# Information shown
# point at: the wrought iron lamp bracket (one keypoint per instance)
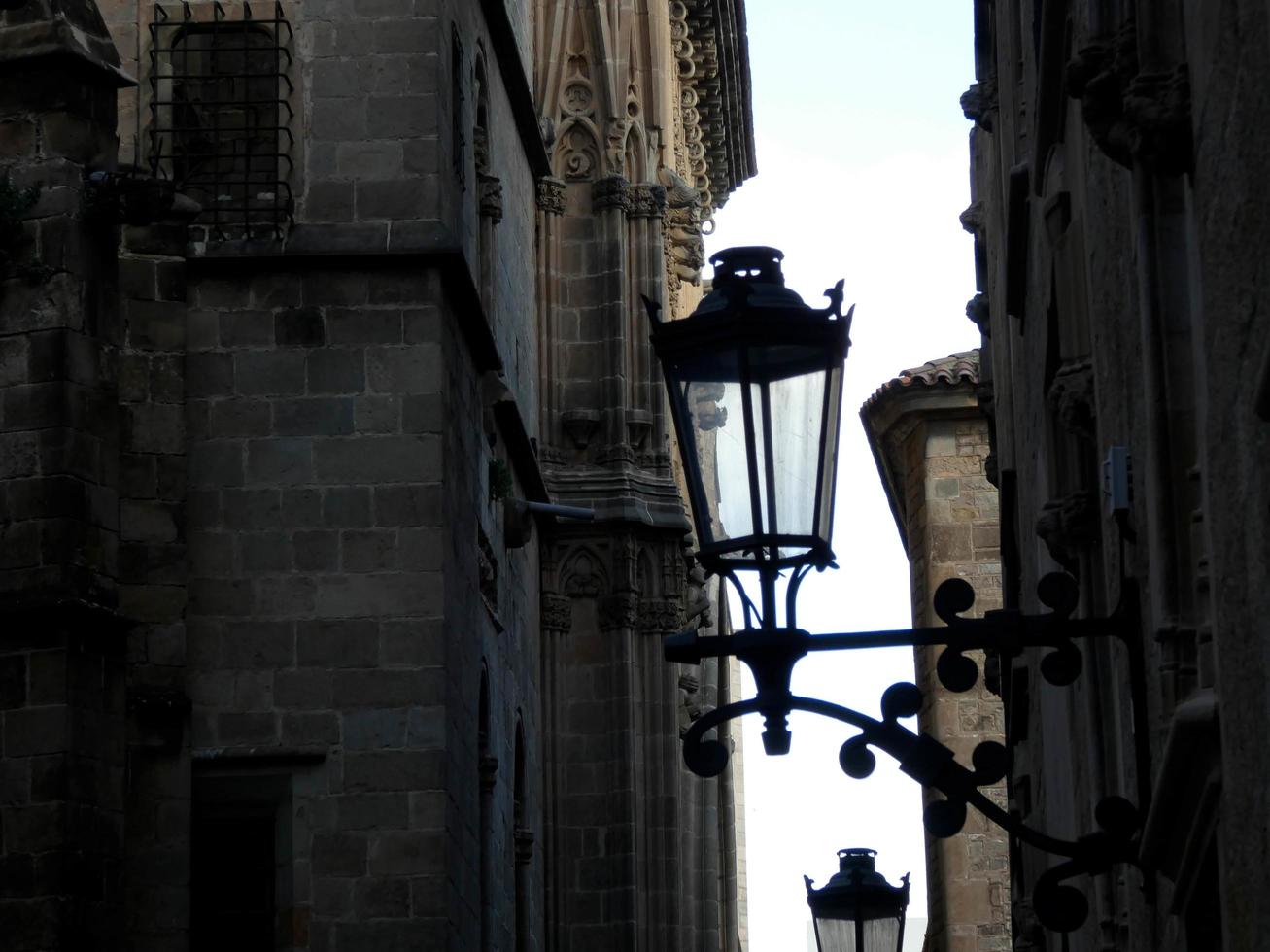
(772, 655)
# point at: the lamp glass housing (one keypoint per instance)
(857, 910)
(755, 379)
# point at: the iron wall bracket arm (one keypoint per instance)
(772, 653)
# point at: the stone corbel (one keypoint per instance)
(580, 425)
(661, 616)
(639, 425)
(488, 769)
(972, 219)
(977, 310)
(610, 191)
(550, 194)
(1133, 116)
(489, 190)
(557, 613)
(1067, 526)
(1071, 397)
(646, 201)
(524, 840)
(1157, 106)
(979, 103)
(620, 611)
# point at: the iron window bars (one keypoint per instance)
(220, 116)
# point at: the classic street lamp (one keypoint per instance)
(755, 382)
(857, 910)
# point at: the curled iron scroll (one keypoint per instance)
(955, 596)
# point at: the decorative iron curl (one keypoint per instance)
(1058, 905)
(1009, 632)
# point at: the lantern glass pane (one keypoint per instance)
(828, 460)
(795, 410)
(840, 935)
(719, 434)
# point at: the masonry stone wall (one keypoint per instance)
(931, 442)
(1121, 230)
(264, 500)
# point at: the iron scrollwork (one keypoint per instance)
(772, 655)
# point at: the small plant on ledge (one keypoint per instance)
(15, 205)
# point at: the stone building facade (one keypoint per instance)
(304, 307)
(1121, 228)
(931, 443)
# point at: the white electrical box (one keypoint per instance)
(1117, 480)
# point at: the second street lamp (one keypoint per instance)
(857, 910)
(755, 384)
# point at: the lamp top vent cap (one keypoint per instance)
(748, 277)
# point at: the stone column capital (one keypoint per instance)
(550, 194)
(611, 191)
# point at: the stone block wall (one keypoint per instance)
(932, 446)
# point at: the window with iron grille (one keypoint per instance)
(220, 115)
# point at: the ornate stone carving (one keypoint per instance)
(557, 613)
(977, 310)
(524, 839)
(1067, 526)
(488, 768)
(646, 201)
(1157, 104)
(1071, 397)
(491, 197)
(690, 707)
(620, 611)
(616, 454)
(551, 195)
(610, 191)
(685, 248)
(1132, 115)
(583, 574)
(659, 616)
(979, 103)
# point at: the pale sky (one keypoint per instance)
(863, 172)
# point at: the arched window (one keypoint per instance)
(220, 115)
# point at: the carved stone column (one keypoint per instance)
(611, 202)
(551, 206)
(645, 423)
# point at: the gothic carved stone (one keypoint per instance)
(1157, 104)
(491, 197)
(551, 195)
(972, 219)
(977, 310)
(706, 410)
(524, 840)
(1132, 115)
(620, 611)
(646, 201)
(659, 616)
(696, 611)
(580, 425)
(488, 768)
(610, 191)
(685, 248)
(582, 574)
(1071, 397)
(979, 103)
(557, 613)
(1068, 526)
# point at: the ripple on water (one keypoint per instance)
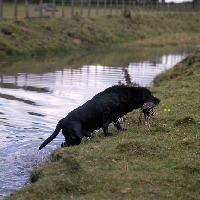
(17, 161)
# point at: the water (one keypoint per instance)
(36, 93)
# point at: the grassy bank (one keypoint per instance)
(164, 164)
(46, 36)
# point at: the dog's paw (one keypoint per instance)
(122, 129)
(108, 134)
(64, 144)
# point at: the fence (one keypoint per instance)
(88, 8)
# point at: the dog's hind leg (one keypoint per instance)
(118, 126)
(106, 122)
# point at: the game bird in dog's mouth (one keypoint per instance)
(104, 108)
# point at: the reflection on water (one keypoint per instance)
(36, 93)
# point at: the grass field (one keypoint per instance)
(133, 164)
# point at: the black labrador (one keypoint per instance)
(105, 107)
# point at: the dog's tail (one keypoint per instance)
(53, 136)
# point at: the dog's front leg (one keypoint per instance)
(118, 126)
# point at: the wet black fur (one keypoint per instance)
(105, 107)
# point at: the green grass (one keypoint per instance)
(47, 36)
(162, 164)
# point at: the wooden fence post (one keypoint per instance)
(26, 8)
(53, 10)
(89, 5)
(81, 9)
(1, 8)
(117, 6)
(41, 8)
(110, 7)
(97, 10)
(15, 9)
(104, 12)
(63, 8)
(72, 8)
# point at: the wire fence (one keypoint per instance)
(88, 8)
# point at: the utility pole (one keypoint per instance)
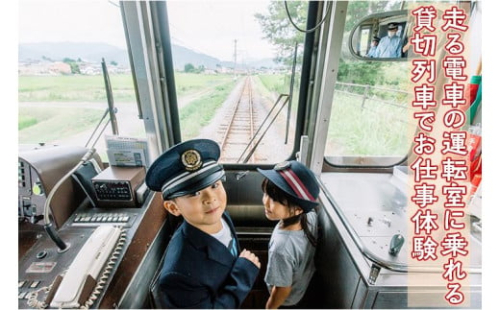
(235, 53)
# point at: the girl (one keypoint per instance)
(290, 194)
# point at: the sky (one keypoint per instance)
(199, 25)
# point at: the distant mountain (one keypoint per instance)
(91, 52)
(94, 52)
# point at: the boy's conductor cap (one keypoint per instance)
(185, 168)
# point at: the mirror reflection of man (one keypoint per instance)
(390, 45)
(373, 47)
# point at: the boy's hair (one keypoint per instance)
(277, 194)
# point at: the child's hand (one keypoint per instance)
(251, 257)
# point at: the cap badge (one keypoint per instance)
(282, 166)
(191, 159)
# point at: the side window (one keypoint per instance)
(368, 124)
(61, 91)
(233, 73)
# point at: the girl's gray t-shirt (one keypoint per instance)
(291, 260)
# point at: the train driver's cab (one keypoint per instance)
(394, 141)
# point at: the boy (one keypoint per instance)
(202, 268)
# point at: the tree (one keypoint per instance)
(189, 68)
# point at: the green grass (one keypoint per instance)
(75, 88)
(55, 123)
(375, 130)
(188, 82)
(47, 124)
(198, 113)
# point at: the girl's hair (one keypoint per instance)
(276, 194)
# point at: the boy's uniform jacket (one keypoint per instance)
(200, 272)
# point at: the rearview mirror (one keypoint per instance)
(381, 36)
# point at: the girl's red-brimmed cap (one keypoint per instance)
(295, 179)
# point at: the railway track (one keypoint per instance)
(239, 126)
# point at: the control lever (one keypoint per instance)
(397, 242)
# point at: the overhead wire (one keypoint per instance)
(328, 10)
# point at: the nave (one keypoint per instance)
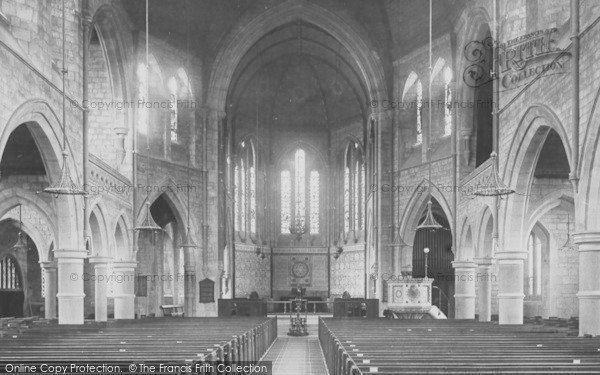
(333, 346)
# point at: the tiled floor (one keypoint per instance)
(297, 355)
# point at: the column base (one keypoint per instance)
(124, 295)
(70, 308)
(125, 307)
(510, 308)
(589, 313)
(464, 298)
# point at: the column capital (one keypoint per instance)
(509, 256)
(587, 238)
(125, 264)
(96, 259)
(48, 265)
(465, 264)
(484, 261)
(61, 254)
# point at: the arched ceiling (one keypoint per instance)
(298, 77)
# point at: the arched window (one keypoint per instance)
(419, 112)
(300, 196)
(354, 188)
(173, 109)
(245, 188)
(180, 104)
(10, 279)
(142, 75)
(533, 271)
(447, 102)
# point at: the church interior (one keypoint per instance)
(342, 186)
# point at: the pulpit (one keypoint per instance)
(411, 299)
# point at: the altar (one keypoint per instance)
(412, 299)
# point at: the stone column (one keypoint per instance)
(589, 282)
(124, 292)
(406, 267)
(189, 282)
(510, 287)
(484, 288)
(464, 295)
(51, 289)
(100, 287)
(70, 285)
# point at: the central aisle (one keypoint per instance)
(297, 355)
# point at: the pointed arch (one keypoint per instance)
(521, 161)
(237, 44)
(45, 127)
(415, 207)
(11, 198)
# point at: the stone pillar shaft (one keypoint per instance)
(51, 289)
(124, 289)
(589, 282)
(484, 288)
(70, 285)
(464, 295)
(510, 287)
(100, 288)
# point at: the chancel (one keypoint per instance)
(335, 186)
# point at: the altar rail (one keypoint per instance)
(310, 307)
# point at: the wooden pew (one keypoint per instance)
(460, 347)
(189, 339)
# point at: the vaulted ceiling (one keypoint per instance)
(296, 76)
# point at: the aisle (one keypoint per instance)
(297, 355)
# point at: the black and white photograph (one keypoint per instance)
(299, 187)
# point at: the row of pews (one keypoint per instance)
(144, 340)
(384, 346)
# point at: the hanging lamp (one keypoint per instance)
(65, 184)
(21, 244)
(148, 224)
(429, 223)
(493, 186)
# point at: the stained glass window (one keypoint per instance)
(286, 200)
(245, 188)
(9, 275)
(238, 200)
(448, 102)
(363, 193)
(314, 202)
(347, 200)
(299, 188)
(354, 188)
(300, 194)
(356, 196)
(173, 109)
(533, 280)
(252, 193)
(142, 116)
(419, 112)
(243, 196)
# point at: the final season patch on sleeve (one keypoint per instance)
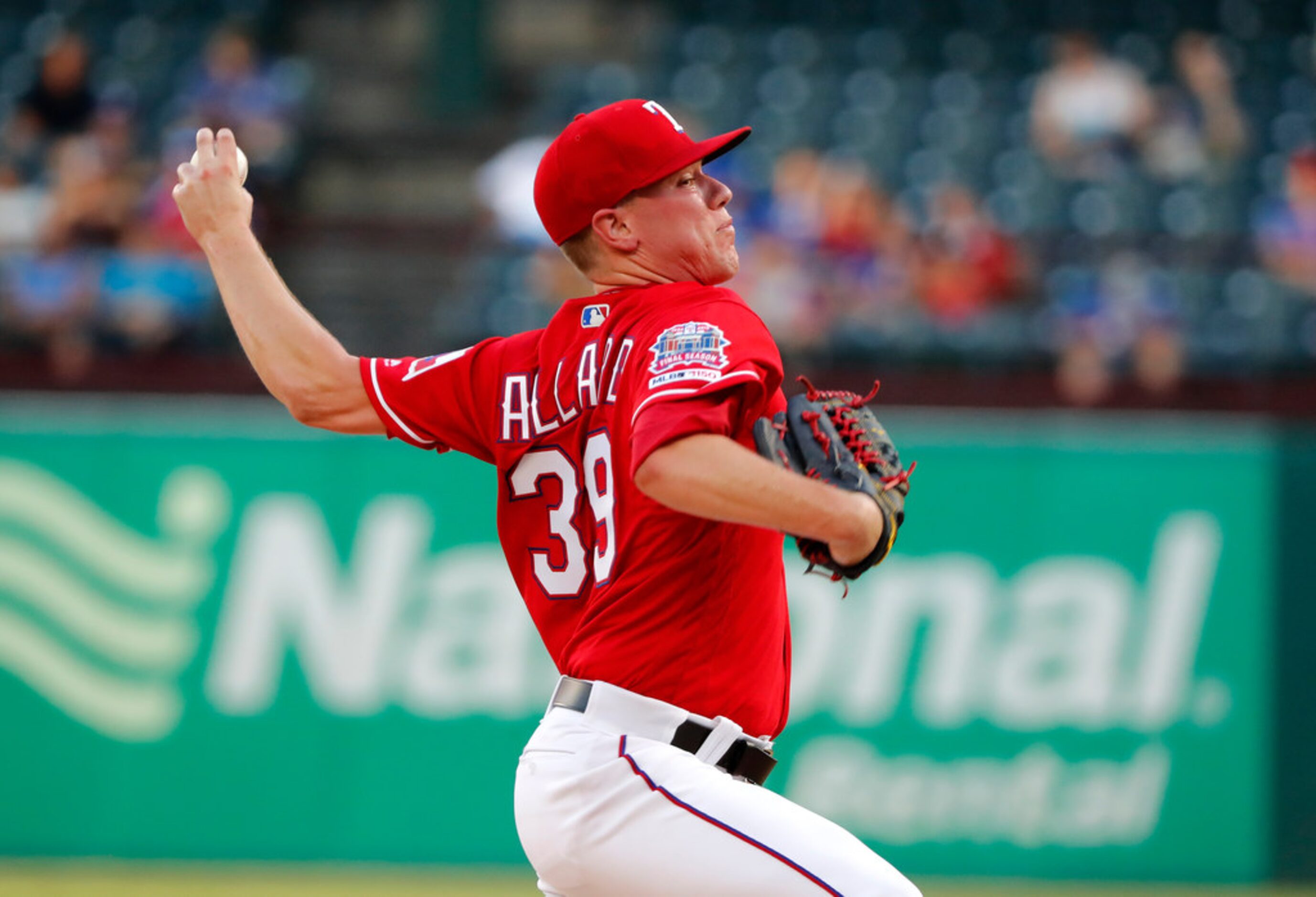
(689, 352)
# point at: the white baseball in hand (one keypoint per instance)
(243, 163)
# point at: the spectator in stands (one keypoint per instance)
(780, 287)
(1089, 111)
(795, 207)
(24, 208)
(58, 104)
(1199, 129)
(865, 249)
(966, 265)
(149, 295)
(48, 299)
(1286, 232)
(90, 203)
(1124, 312)
(235, 90)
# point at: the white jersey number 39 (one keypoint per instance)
(565, 582)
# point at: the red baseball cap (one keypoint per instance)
(607, 154)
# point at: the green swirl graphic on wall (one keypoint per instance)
(94, 616)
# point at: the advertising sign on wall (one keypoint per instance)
(229, 638)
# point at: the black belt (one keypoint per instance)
(743, 759)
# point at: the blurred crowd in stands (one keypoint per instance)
(94, 256)
(942, 261)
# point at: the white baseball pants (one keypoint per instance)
(606, 807)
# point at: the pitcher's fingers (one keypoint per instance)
(227, 149)
(206, 144)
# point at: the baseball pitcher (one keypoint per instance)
(649, 466)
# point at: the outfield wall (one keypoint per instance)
(224, 636)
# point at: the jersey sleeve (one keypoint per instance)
(438, 403)
(711, 367)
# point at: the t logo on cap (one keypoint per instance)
(653, 106)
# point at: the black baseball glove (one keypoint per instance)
(834, 437)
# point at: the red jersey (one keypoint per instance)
(621, 588)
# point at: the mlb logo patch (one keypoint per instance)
(594, 316)
(694, 344)
(431, 362)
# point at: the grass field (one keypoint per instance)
(95, 879)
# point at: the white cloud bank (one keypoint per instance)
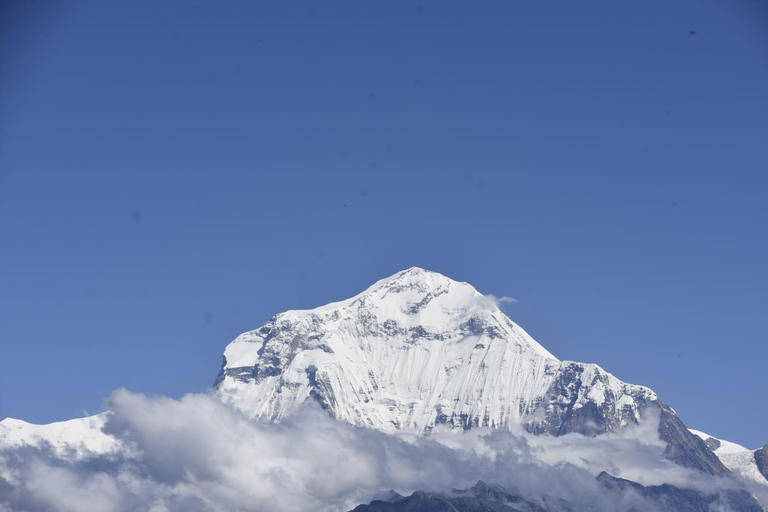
(197, 454)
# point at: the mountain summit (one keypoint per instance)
(417, 350)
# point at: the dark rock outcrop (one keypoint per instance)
(668, 498)
(480, 498)
(761, 458)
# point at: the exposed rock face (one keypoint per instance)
(674, 499)
(418, 350)
(761, 458)
(481, 497)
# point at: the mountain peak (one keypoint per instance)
(414, 295)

# Exercise directions
Pictures stay out of the copy. Reproduce exactly the lines from the one containing "# point at: the baseball" through the last line of the records above, both included.

# Exercise response
# point at: the baseball pitcher (one keypoint per instance)
(649, 466)
# point at: the outfield wall (one keypoint per instance)
(224, 636)
# point at: the jersey sleeve (one keypoint per instance)
(438, 403)
(711, 367)
# point at: the t logo on cap (one keypoint per instance)
(653, 106)
# point at: the black baseball glove (one keypoint per instance)
(834, 437)
# point at: the red jersey (one keypoint per instance)
(621, 588)
# point at: the mlb logo patch (one keypoint per instance)
(594, 316)
(694, 344)
(431, 362)
# point at: the grass field (one keypoint per instance)
(95, 879)
# point at: the white cloud bank (one keypoint per instance)
(197, 454)
# point at: the mountain summit (one keypoint per instance)
(417, 350)
# point at: the dark rock outcrop (one keypoint per instance)
(668, 498)
(480, 498)
(761, 458)
# point at: the exposed rock face (one keypoint per instance)
(674, 499)
(418, 350)
(761, 458)
(481, 497)
# point at: the mountain peak (one keypoint per instance)
(414, 295)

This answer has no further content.